* _Source passage_
======
It's not that expensive to run a site and the right advertising partners (cough Taboola cough) pay nicely.

NeutronStar said 12 days ago:

Yeah, getting ad revenue for this kind of websites in 2006 was possible, now good luck.

kayoone said 13 days ago:

i remember in 2004 or so when an agency i worked for had a wikipedia clone running with adsense and tons of SEO which made 20k per month and basically kept the company afloat. I was a young junior dev and while i was impressed by it, it never felt right to me (which it obviously wasn't in many ways). As far as i remember this only worked for about a year at best until Google penalised those sites more and more.

gitgud said 13 days ago:

Unethical Continuation of This Idea:

Scrape existing news sites, and use machine learning to paraphrase everything so Google doesn't detect plagiarism.

zaphods3rdhead said 13 days ago:

US military has already been working on this for ~ a decade. There was a contract out of Redstone Arsenal where they writing "story spinners" to scrape and re-word war-time propaganda.

hedora said 13 days ago:

I wonder if mechanical turk is still cheap enough to have humans paraphrase and insert seo keywords.

In this new dystopia, generating content for the machines to read could be a decent job for a human.

randomgoose said 13 days ago:

How easy is it to get distribution over social media sites like facebook or Twitter? The distribution costs would be close to zero there right?
======
* _Data shown_
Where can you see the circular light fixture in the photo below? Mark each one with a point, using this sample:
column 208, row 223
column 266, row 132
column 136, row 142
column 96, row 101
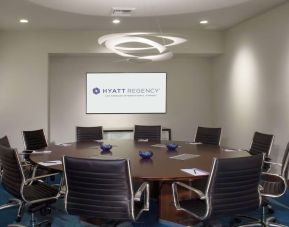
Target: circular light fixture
column 204, row 22
column 132, row 45
column 116, row 21
column 24, row 21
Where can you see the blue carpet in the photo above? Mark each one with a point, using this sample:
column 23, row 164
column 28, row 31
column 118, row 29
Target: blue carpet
column 61, row 219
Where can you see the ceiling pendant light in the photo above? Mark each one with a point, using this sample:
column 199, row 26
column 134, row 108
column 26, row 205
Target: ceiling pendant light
column 141, row 46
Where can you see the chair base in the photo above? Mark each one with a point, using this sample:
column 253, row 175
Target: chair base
column 11, row 203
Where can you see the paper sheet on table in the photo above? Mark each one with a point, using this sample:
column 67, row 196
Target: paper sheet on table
column 142, row 140
column 41, row 152
column 50, row 163
column 159, row 145
column 230, row 150
column 162, row 145
column 65, row 144
column 196, row 172
column 185, row 156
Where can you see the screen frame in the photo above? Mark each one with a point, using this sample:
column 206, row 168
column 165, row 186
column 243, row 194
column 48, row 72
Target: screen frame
column 166, row 92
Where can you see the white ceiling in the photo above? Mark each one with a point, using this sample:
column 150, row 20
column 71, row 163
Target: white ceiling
column 148, row 15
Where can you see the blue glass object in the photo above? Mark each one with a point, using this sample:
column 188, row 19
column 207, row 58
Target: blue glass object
column 172, row 146
column 105, row 147
column 146, row 154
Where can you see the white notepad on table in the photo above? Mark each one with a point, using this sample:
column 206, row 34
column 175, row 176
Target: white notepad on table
column 162, row 145
column 41, row 152
column 196, row 172
column 65, row 144
column 159, row 145
column 195, row 143
column 185, row 156
column 50, row 163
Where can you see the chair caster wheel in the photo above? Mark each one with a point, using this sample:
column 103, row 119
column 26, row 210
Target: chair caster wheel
column 18, row 219
column 45, row 211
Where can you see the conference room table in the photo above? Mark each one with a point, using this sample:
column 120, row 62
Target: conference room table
column 163, row 167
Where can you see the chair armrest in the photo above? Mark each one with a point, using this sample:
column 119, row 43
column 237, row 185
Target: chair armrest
column 197, row 191
column 33, row 178
column 273, row 163
column 276, row 176
column 144, row 186
column 142, row 190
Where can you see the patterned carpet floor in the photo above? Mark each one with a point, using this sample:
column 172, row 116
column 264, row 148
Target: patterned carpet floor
column 61, row 219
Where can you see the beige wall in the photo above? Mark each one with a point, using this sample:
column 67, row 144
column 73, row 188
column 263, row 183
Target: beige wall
column 24, row 71
column 188, row 95
column 251, row 81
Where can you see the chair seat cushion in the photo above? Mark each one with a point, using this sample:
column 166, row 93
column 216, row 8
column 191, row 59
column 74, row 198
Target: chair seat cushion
column 39, row 190
column 272, row 185
column 196, row 206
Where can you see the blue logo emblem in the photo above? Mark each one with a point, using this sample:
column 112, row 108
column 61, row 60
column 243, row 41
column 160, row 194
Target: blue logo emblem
column 96, row 91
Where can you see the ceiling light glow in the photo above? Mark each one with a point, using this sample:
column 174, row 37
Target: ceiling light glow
column 204, row 22
column 23, row 21
column 130, row 45
column 116, row 21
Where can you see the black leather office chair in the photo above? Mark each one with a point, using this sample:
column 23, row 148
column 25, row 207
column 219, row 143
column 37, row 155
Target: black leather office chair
column 35, row 140
column 86, row 134
column 262, row 143
column 102, row 189
column 274, row 185
column 32, row 193
column 232, row 189
column 4, row 141
column 208, row 135
column 147, row 132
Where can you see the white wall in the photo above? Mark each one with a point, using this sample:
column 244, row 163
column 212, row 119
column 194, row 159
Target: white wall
column 251, row 81
column 188, row 95
column 24, row 71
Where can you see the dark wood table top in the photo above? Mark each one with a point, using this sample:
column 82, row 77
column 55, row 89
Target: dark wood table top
column 159, row 167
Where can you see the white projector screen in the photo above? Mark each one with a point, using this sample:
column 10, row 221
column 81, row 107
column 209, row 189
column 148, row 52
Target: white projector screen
column 126, row 92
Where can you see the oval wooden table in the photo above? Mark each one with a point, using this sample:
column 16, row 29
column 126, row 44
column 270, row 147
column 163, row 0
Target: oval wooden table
column 160, row 168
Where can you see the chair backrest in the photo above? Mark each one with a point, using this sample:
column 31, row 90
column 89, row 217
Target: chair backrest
column 208, row 135
column 150, row 132
column 261, row 143
column 12, row 175
column 85, row 134
column 98, row 188
column 34, row 140
column 5, row 142
column 285, row 163
column 233, row 185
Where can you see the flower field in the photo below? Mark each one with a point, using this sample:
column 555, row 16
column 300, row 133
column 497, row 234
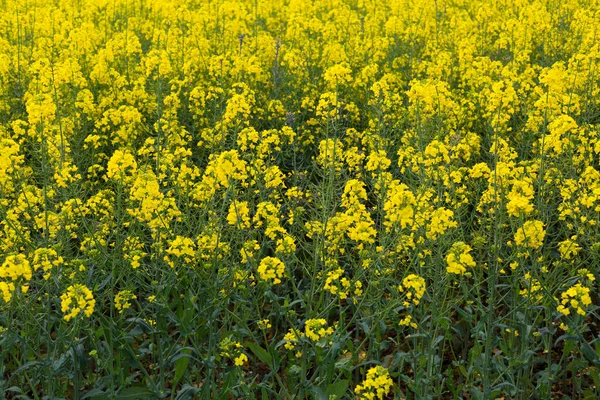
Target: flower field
column 336, row 199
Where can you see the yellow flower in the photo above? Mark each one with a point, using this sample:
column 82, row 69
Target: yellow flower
column 271, row 269
column 122, row 300
column 315, row 329
column 240, row 360
column 377, row 384
column 531, row 234
column 459, row 259
column 77, row 299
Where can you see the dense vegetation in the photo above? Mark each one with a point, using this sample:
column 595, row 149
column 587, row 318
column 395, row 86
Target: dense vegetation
column 292, row 199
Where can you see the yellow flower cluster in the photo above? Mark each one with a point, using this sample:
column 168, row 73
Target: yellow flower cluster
column 77, row 299
column 531, row 235
column 271, row 269
column 459, row 259
column 232, row 349
column 376, row 385
column 413, row 287
column 576, row 298
column 122, row 300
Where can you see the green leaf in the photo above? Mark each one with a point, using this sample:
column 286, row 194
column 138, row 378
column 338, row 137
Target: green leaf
column 318, row 393
column 187, row 392
column 136, row 393
column 261, row 353
column 181, row 363
column 337, row 389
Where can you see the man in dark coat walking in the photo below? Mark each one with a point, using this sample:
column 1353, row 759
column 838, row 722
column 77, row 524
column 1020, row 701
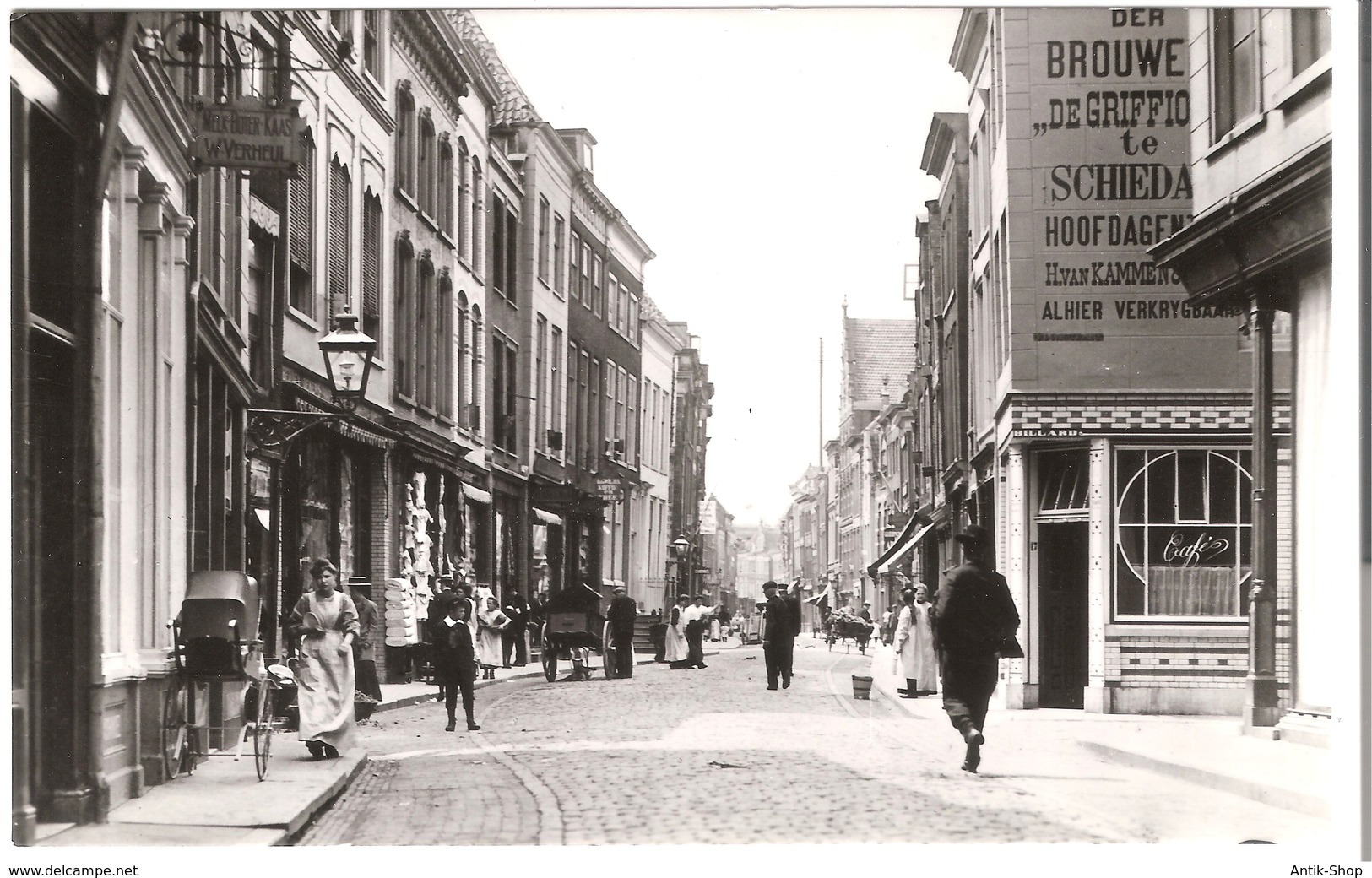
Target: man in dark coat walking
column 454, row 662
column 794, row 614
column 777, row 640
column 512, row 638
column 974, row 616
column 621, row 614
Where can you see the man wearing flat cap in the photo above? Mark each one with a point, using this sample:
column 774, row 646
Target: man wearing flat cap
column 621, row 615
column 974, row 616
column 777, row 637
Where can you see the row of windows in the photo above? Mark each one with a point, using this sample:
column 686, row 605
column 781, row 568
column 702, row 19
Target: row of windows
column 1236, row 52
column 450, row 198
column 597, row 289
column 658, row 423
column 548, row 388
column 426, row 340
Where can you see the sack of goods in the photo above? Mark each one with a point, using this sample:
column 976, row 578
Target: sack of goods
column 401, row 616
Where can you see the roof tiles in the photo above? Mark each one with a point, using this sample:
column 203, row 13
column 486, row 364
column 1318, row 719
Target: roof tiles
column 876, row 350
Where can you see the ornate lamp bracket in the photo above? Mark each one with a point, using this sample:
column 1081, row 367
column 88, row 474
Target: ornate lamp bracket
column 272, row 431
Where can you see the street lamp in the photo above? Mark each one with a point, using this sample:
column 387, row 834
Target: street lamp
column 681, row 549
column 347, row 362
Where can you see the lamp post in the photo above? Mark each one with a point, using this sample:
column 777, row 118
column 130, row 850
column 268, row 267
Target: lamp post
column 681, row 550
column 347, row 362
column 270, row 432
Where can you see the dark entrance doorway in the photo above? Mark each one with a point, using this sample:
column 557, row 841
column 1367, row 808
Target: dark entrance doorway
column 1062, row 599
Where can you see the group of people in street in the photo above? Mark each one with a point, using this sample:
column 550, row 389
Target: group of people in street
column 781, row 627
column 958, row 640
column 685, row 636
column 327, row 623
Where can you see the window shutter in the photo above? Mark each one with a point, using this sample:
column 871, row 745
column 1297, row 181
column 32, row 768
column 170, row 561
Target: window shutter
column 338, row 239
column 302, row 206
column 372, row 267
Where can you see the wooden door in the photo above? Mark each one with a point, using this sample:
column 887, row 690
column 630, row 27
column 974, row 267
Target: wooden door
column 1062, row 599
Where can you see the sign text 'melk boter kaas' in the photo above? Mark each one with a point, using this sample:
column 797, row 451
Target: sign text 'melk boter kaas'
column 246, row 133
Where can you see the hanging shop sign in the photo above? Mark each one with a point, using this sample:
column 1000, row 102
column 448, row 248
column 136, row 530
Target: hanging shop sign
column 246, row 133
column 610, row 489
column 1109, row 176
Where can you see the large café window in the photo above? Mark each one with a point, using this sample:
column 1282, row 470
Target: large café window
column 1183, row 533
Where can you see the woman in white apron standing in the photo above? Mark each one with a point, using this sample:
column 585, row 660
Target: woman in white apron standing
column 327, row 623
column 675, row 648
column 915, row 645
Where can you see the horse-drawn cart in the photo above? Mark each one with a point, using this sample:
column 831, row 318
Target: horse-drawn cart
column 575, row 629
column 849, row 630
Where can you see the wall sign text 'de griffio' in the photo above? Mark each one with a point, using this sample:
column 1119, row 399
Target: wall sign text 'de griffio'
column 1108, row 176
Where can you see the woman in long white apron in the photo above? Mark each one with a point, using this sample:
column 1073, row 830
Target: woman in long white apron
column 327, row 621
column 915, row 643
column 491, row 621
column 675, row 648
======
* _Required action 1_
Decide whether each statement below agrees with the forum thread. Answer yes or no for each and quote the deciding words of the thread.
(a) kayoone recalls a wikipedia clone that made 20k per month.
(b) NeutronStar says getting ad revenue for this kind of website is easy today.
(c) zaphods3rdhead mentions a contract out of Redstone Arsenal.
* _Required action 2_
Write out the forum thread again from "It's not that" to "more and more.", substituting "banner ads" for "adsense".

* _Task answer 1_
(a) Yes: "had a wikipedia clone running with adsense and tons of SEO which made 20k per month"
(b) No: "getting ad revenue for this kind of websites in 2006 was possible, now good luck"
(c) Yes: "There was a contract out of Redstone Arsenal"

* _Task answer 2_
It's not that expensive to run a site and the right advertising partners (cough Taboola cough) pay nicely.

NeutronStar said 12 days ago:

Yeah, getting ad revenue for this kind of websites in 2006 was possible, now good luck.

kayoone said 13 days ago:

i remember in 2004 or so when an agency i worked for had a wikipedia clone running with banner ads and tons of SEO which made 20k per month and basically kept the company afloat. I was a young junior dev and while i was impressed by it, it never felt right to me (which it obviously wasn't in many ways). As far as i remember this only worked for about a year at best until Google penalised those sites more and more.